▶ **Data supplied**:
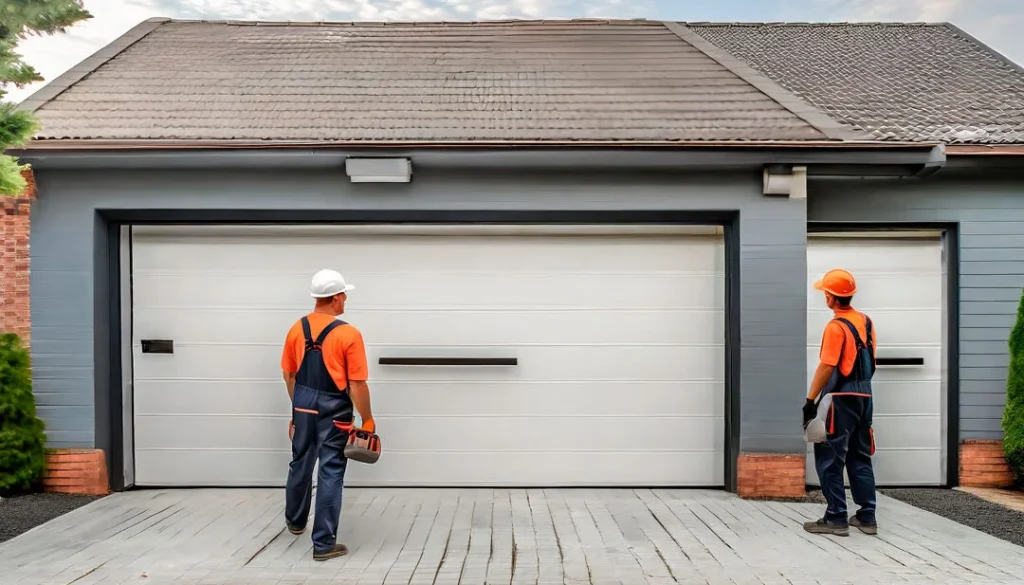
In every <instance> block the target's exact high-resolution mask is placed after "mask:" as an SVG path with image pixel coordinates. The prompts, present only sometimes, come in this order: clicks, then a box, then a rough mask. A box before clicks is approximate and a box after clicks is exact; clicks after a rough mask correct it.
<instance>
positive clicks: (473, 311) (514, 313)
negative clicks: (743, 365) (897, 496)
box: [135, 303, 907, 315]
mask: <svg viewBox="0 0 1024 585" xmlns="http://www.w3.org/2000/svg"><path fill="white" fill-rule="evenodd" d="M308 309H309V307H308V305H304V304H296V305H290V306H283V305H249V306H246V305H241V304H232V305H230V306H222V305H212V304H211V305H198V304H178V305H159V304H136V305H135V310H136V311H138V310H190V311H200V310H208V311H210V312H255V311H261V312H298V314H303V311H308ZM352 310H353V311H358V312H360V314H362V312H368V314H373V312H412V314H427V315H433V314H437V312H455V314H472V315H477V314H484V315H530V314H542V315H543V314H546V312H569V314H579V312H624V314H631V315H637V314H648V312H709V314H716V315H717V314H724V312H725V309H724V308H722V306H721V305H720V304H709V305H702V306H697V305H693V306H679V305H676V306H622V305H615V306H613V307H612V306H579V305H566V306H558V305H538V306H532V305H482V304H472V305H466V304H464V303H463V304H459V305H418V306H403V305H390V306H389V305H374V304H359V305H358V307H356V308H353V309H352ZM893 311H894V312H897V311H898V312H907V311H904V310H901V309H893Z"/></svg>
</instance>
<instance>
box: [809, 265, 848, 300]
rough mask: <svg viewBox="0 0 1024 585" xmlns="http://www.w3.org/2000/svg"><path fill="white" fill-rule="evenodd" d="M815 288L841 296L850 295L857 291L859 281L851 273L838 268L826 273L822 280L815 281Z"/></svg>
mask: <svg viewBox="0 0 1024 585" xmlns="http://www.w3.org/2000/svg"><path fill="white" fill-rule="evenodd" d="M814 288H815V289H817V290H819V291H824V292H826V293H831V294H834V295H836V296H839V297H848V296H853V294H854V293H856V292H857V282H856V281H855V280H853V275H851V274H850V273H848V271H846V270H844V269H842V268H836V269H833V270H828V271H827V273H825V276H823V277H821V280H820V281H818V282H816V283H814Z"/></svg>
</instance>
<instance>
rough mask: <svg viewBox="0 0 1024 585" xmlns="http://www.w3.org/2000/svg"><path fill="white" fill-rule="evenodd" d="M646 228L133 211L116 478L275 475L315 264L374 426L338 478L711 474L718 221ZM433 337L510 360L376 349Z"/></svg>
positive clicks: (220, 482) (622, 485) (718, 279)
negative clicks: (226, 219)
mask: <svg viewBox="0 0 1024 585" xmlns="http://www.w3.org/2000/svg"><path fill="white" fill-rule="evenodd" d="M496 229H500V231H496ZM656 229H657V232H651V231H650V229H649V228H646V227H637V228H630V227H599V226H591V227H575V228H573V227H571V226H565V227H525V226H523V227H515V226H505V227H501V228H493V227H492V228H486V227H483V226H477V227H473V226H464V227H458V226H436V227H432V228H424V227H399V226H390V227H383V226H382V227H370V226H359V227H312V226H309V227H294V226H292V227H280V226H279V227H255V226H245V227H233V228H226V227H202V228H201V227H187V228H182V227H174V228H170V227H159V228H158V227H145V228H141V227H136V228H135V229H134V232H133V240H132V262H133V306H134V329H133V344H134V348H133V362H134V363H133V371H134V445H135V449H134V454H135V483H136V485H138V486H147V485H148V486H157V485H159V486H281V485H283V483H284V479H285V476H286V472H287V467H288V461H289V449H290V447H289V443H288V440H287V435H286V426H287V421H288V419H289V404H288V399H287V393H286V391H285V387H284V384H283V382H282V380H281V371H280V366H279V364H280V356H281V347H282V343H283V340H284V336H285V333H286V332H287V330H288V328H289V327H290V326H291V325H292V323H294V321H295V320H296V319H298V318H300V317H301V316H302V315H304V314H305V312H306V311H308V310H309V309H310V307H311V303H312V301H311V299H310V298H309V296H308V283H309V279H310V277H311V275H312V274H313V273H314V271H315V270H317V269H319V268H322V267H335V268H337V269H339V270H341V271H342V273H343V274H344V275H345V277H346V279H347V280H349V281H350V282H351V283H353V284H354V285H355V286H356V287H357V288H356V290H355V291H354V292H353V293H352V294H351V295H350V297H349V302H348V307H347V312H346V314H345V316H343V317H342V319H344V320H346V321H349V322H351V323H352V324H353V325H356V326H357V327H358V328H359V329H360V330H361V331H362V333H364V336H365V339H366V341H367V346H368V347H367V348H368V358H369V361H370V375H371V380H370V387H371V393H372V396H373V406H374V412H375V415H376V418H377V421H378V425H379V428H380V432H381V437H382V441H383V444H384V455H383V456H382V458H381V460H380V461H379V462H378V463H377V464H375V465H362V464H352V465H351V466H350V468H349V469H350V471H349V475H348V482H347V483H348V484H350V485H380V486H437V485H450V486H455V485H459V486H572V485H596V486H644V485H668V486H719V485H722V484H723V475H724V472H723V462H724V434H725V432H724V382H723V379H724V336H725V334H724V309H723V304H724V298H725V291H724V282H725V279H724V253H723V252H724V247H723V240H722V238H721V236H720V233H719V231H718V229H717V228H714V227H709V228H678V229H677V228H673V227H658V228H656ZM152 339H168V340H173V343H174V348H173V353H171V354H166V353H165V354H161V353H153V352H144V353H143V352H142V351H141V342H142V340H152ZM438 356H441V357H473V358H475V357H485V358H516V359H517V360H518V364H517V365H515V366H487V367H481V366H473V367H466V366H449V367H437V366H389V365H384V366H382V365H380V364H379V362H378V361H379V359H380V358H382V357H385V358H386V357H399V358H401V357H438Z"/></svg>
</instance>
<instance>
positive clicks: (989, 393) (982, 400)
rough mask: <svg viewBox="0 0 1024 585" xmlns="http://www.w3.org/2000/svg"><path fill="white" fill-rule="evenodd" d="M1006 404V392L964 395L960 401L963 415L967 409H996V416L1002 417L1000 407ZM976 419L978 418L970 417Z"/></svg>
mask: <svg viewBox="0 0 1024 585" xmlns="http://www.w3.org/2000/svg"><path fill="white" fill-rule="evenodd" d="M1006 404H1007V394H1006V392H988V393H975V394H966V395H964V396H963V400H962V401H961V413H965V412H967V411H965V410H964V409H965V408H968V407H995V408H997V409H998V411H999V412H998V416H999V417H1001V416H1002V407H1004V406H1005V405H1006ZM972 418H978V417H972Z"/></svg>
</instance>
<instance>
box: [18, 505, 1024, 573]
mask: <svg viewBox="0 0 1024 585" xmlns="http://www.w3.org/2000/svg"><path fill="white" fill-rule="evenodd" d="M283 508H284V493H283V491H282V490H251V489H246V490H238V489H234V490H231V489H225V490H154V491H137V492H127V493H122V494H115V495H112V496H110V497H108V498H103V499H101V500H99V501H96V502H94V503H92V504H89V505H87V506H85V507H82V508H79V509H77V510H75V511H73V512H71V513H69V514H66V515H63V516H61V517H58V518H56V519H55V520H53V521H51V523H49V524H47V525H44V526H42V527H38V528H37V529H35V530H33V531H30V532H29V533H26V534H24V535H22V536H19V537H17V538H15V539H12V540H10V541H8V542H6V543H3V544H0V584H8V583H9V584H32V585H40V584H43V583H54V584H59V585H71V584H74V585H90V584H91V585H122V584H145V585H160V584H164V583H168V584H170V583H174V584H191V585H237V584H238V585H241V584H245V585H257V584H263V583H265V584H267V585H314V584H330V583H345V584H355V585H391V584H394V583H400V584H442V583H466V584H471V585H482V584H488V583H503V584H506V585H515V584H519V583H529V584H537V585H542V584H548V583H558V584H588V585H589V584H603V583H608V584H614V583H624V584H630V585H633V584H637V585H643V584H651V585H659V584H675V583H687V584H690V583H693V584H706V585H718V584H723V585H748V584H750V585H775V584H778V585H797V584H802V583H807V584H812V585H833V584H837V585H838V584H854V585H859V584H874V583H886V584H890V583H931V584H935V583H942V584H943V585H945V584H957V583H964V584H971V585H986V584H1001V583H1021V580H1022V577H1021V576H1022V575H1024V549H1022V548H1020V547H1017V546H1015V545H1013V544H1010V543H1007V542H1004V541H1001V540H998V539H996V538H993V537H990V536H988V535H985V534H982V533H980V532H977V531H975V530H973V529H970V528H967V527H964V526H961V525H957V524H955V523H953V521H950V520H947V519H945V518H942V517H940V516H937V515H934V514H931V513H929V512H926V511H923V510H920V509H918V508H913V507H911V506H909V505H906V504H903V503H901V502H898V501H896V500H893V499H890V498H886V497H881V498H880V518H881V521H882V525H881V534H880V536H879V537H877V538H876V537H869V536H866V535H863V534H860V533H859V532H858V531H856V530H852V531H851V533H852V534H851V536H850V537H849V538H839V537H821V536H814V535H809V534H807V533H804V532H803V530H802V529H801V524H802V523H803V521H805V520H807V519H812V518H814V517H816V516H817V515H818V514H820V513H821V506H820V505H812V504H792V503H778V502H754V501H748V500H741V499H738V498H736V497H734V496H732V495H730V494H726V493H723V492H718V491H701V490H499V489H495V490H492V489H467V490H459V489H438V490H425V489H422V490H421V489H408V490H403V489H374V490H371V489H350V490H347V491H346V494H345V500H344V505H343V512H342V521H341V529H340V530H341V534H340V535H339V541H340V542H344V543H346V544H348V546H349V549H350V554H349V555H348V556H345V557H342V558H337V559H332V560H329V561H326V562H315V561H313V560H312V559H311V546H312V545H311V543H310V541H309V532H308V531H307V532H306V534H304V535H302V536H298V537H296V536H292V535H291V534H289V533H288V532H287V531H286V530H285V527H284V519H283Z"/></svg>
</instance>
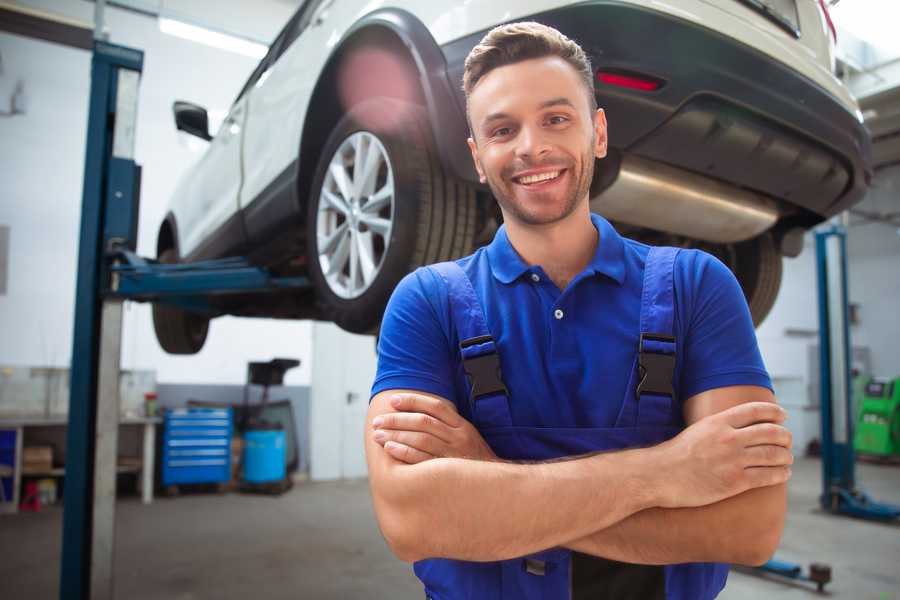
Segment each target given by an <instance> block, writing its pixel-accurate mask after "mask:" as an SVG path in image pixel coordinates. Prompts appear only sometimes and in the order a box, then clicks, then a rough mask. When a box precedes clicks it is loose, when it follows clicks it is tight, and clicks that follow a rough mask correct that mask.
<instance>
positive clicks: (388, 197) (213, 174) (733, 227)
mask: <svg viewBox="0 0 900 600" xmlns="http://www.w3.org/2000/svg"><path fill="white" fill-rule="evenodd" d="M675 4H677V6H675ZM372 6H377V8H374V9H373V8H371V7H372ZM826 11H827V9H826V8H825V5H824V3H823V2H821V1H819V0H717V1H716V2H712V1H711V0H680V1H679V2H677V3H669V4H665V3H660V2H652V1H650V0H594V1H587V2H584V1H582V2H571V1H558V0H556V1H554V0H532V1H527V2H522V1H518V0H516V1H515V2H513V1H511V0H504V1H497V0H490V1H489V0H472V1H469V2H464V3H463V2H454V3H448V2H416V1H413V0H393V1H391V2H379V3H376V4H374V5H373V4H372V3H368V2H364V1H363V0H306V2H304V3H303V5H302V6H301V7H300V8H299V9H298V10H297V12H296V13H295V14H294V16H293V17H292V18H291V20H290V21H289V22H288V24H287V25H286V26H285V28H284V29H283V30H282V31H281V33H280V34H279V35H278V37H277V38H276V39H275V41H274V42H273V43H272V46H271V47H270V49H269V52H268V54H267V55H266V57H265V58H263V60H262V61H261V62H260V64H259V66H258V67H257V68H256V70H255V71H254V72H253V74H252V75H251V76H250V79H249V80H248V81H247V83H246V85H245V86H244V88H243V89H242V90H241V92H240V94H238V97H237V99H236V100H235V102H234V104H233V105H232V107H231V110H230V111H229V113H228V116H227V118H226V119H225V121H224V123H223V124H222V126H221V128H220V129H219V131H218V133H217V134H216V135H215V137H212V136H211V135H210V134H209V132H208V118H207V113H206V110H204V109H203V108H201V107H198V106H195V105H192V104H189V103H186V102H177V103H175V107H174V110H175V121H176V124H177V127H178V128H179V129H181V130H184V131H187V132H189V133H193V134H195V135H197V136H199V137H201V138H204V139H207V140H210V145H209V148H208V149H207V151H206V152H205V154H204V155H203V156H202V158H201V159H200V161H199V162H198V164H197V165H195V166H194V167H193V168H192V170H191V171H190V172H189V173H188V174H187V176H186V177H185V178H184V179H183V180H182V181H181V182H180V184H179V186H178V188H177V190H176V192H175V195H174V198H173V199H172V203H171V208H170V211H169V212H168V214H167V216H166V217H165V220H164V221H163V223H162V225H161V227H160V230H159V236H158V241H157V256H158V258H159V260H161V261H163V262H181V261H195V260H201V259H207V258H219V257H223V256H228V255H241V256H248V257H249V258H250V260H251V261H252V262H254V263H255V264H258V265H261V266H265V267H267V268H269V269H270V270H271V271H273V272H274V273H276V274H279V275H303V276H307V277H309V278H310V280H311V281H312V283H313V286H312V288H311V289H310V290H309V291H307V292H303V293H297V292H279V293H272V294H265V295H260V294H257V295H254V296H228V297H225V298H223V299H221V300H216V304H215V310H216V312H215V313H214V314H209V313H206V314H199V313H191V312H187V311H185V310H183V309H180V308H176V307H172V306H166V305H162V304H157V305H155V306H154V310H153V316H154V325H155V328H156V333H157V338H158V339H159V342H160V344H161V345H162V347H163V348H164V349H165V350H166V351H168V352H172V353H194V352H197V351H199V350H200V348H201V347H202V346H203V343H204V341H205V339H206V333H207V329H208V326H209V320H210V318H212V317H215V316H219V315H225V314H231V315H245V316H262V317H275V318H289V319H298V318H314V319H324V320H330V321H334V322H335V323H337V324H338V325H339V326H341V327H342V328H344V329H346V330H348V331H352V332H371V331H374V330H376V329H377V327H378V325H379V323H380V320H381V317H382V314H383V311H384V307H385V304H386V303H387V300H388V298H389V297H390V294H391V292H392V290H393V289H394V286H395V285H396V284H397V282H398V281H399V280H400V279H401V278H402V277H403V276H404V275H405V274H406V273H408V272H409V271H411V270H413V269H415V268H416V267H418V266H420V265H423V264H428V263H432V262H437V261H441V260H448V259H452V258H456V257H460V256H464V255H466V254H469V253H470V252H472V251H473V249H474V248H475V247H477V246H478V245H481V244H484V243H486V242H488V241H489V240H490V239H491V238H492V236H493V233H494V232H495V231H496V228H497V226H498V224H499V222H500V213H499V210H498V208H497V206H496V203H495V202H494V201H493V199H492V198H491V194H490V190H489V189H487V188H486V187H485V186H482V185H480V184H479V183H478V178H477V176H476V173H475V170H474V166H473V165H472V161H471V157H470V155H469V151H468V148H467V145H466V137H467V136H468V127H467V124H466V119H465V98H464V96H463V93H462V88H461V82H462V73H463V62H464V60H465V57H466V55H467V54H468V52H469V51H470V50H471V49H472V47H474V46H475V45H476V44H477V43H478V41H479V40H480V39H481V38H482V37H483V35H484V34H485V33H486V32H487V31H488V30H490V29H491V28H493V27H494V26H496V25H499V24H502V23H505V22H512V21H520V20H534V21H539V22H541V23H544V24H546V25H550V26H553V27H555V28H557V29H559V30H560V31H561V32H563V33H564V34H565V35H567V36H568V37H570V38H572V39H574V40H575V41H577V42H578V43H579V44H581V45H582V47H583V48H584V49H585V51H586V52H587V53H588V55H589V56H590V58H591V61H592V64H593V67H594V69H595V70H596V79H595V92H596V95H597V100H598V103H599V105H600V106H601V107H603V108H604V109H605V111H606V114H607V118H608V121H609V146H610V152H609V156H608V157H607V158H605V159H604V160H602V161H598V163H597V169H596V173H595V176H594V181H593V185H592V188H591V207H592V210H594V211H596V212H599V213H600V214H603V215H604V216H606V217H607V218H608V219H610V220H611V221H613V222H614V223H615V224H616V226H617V227H618V228H619V230H620V231H622V233H623V234H625V235H628V236H630V237H634V238H637V239H640V240H642V241H646V242H649V243H654V244H668V245H677V246H683V247H699V248H702V249H704V250H706V251H708V252H711V253H712V254H714V255H716V256H717V257H719V258H720V259H722V260H723V262H725V264H727V265H728V266H729V267H730V268H731V269H732V270H733V271H734V273H735V274H736V276H737V278H738V281H739V282H740V284H741V286H742V288H743V290H744V293H745V295H746V297H747V301H748V304H749V306H750V311H751V313H752V315H753V318H754V321H755V322H756V323H757V324H759V323H760V322H761V321H762V320H763V319H764V318H765V316H766V314H767V313H768V312H769V310H770V309H771V307H772V304H773V303H774V301H775V297H776V295H777V292H778V288H779V286H780V283H781V264H782V256H784V255H787V256H796V255H797V254H798V253H799V252H800V249H801V247H802V236H803V233H804V232H805V231H806V230H808V229H809V228H811V227H812V226H814V225H816V224H817V223H820V222H821V221H823V220H825V219H827V218H829V217H831V216H832V215H835V214H837V213H839V212H841V211H843V210H846V209H847V208H849V207H850V206H852V205H853V204H854V203H856V202H858V201H860V200H861V199H862V197H863V195H864V193H865V191H866V189H867V186H868V183H869V180H870V178H871V168H870V140H869V137H868V134H867V132H866V130H865V129H864V127H863V125H862V116H861V114H860V112H859V109H858V107H857V104H856V102H855V101H854V100H853V98H852V97H851V96H850V94H849V92H848V91H847V89H846V88H845V87H844V86H843V85H842V84H841V82H840V81H839V80H838V79H837V78H835V77H834V75H833V61H834V57H833V39H832V35H833V30H829V27H830V21H829V19H828V15H827V12H826Z"/></svg>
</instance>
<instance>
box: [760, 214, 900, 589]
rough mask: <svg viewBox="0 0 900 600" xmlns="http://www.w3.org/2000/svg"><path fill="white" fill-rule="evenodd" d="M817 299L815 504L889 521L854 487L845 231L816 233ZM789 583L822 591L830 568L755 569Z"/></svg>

▶ **Description of the task**: Of the lines above, retype only those from the line containing "positive clicks: (473, 311) (514, 313)" through the line containing "negative clicks: (743, 365) (897, 496)", including both, exactly.

▶ **Output below**:
positive clicks: (473, 311) (514, 313)
negative clicks: (743, 365) (897, 496)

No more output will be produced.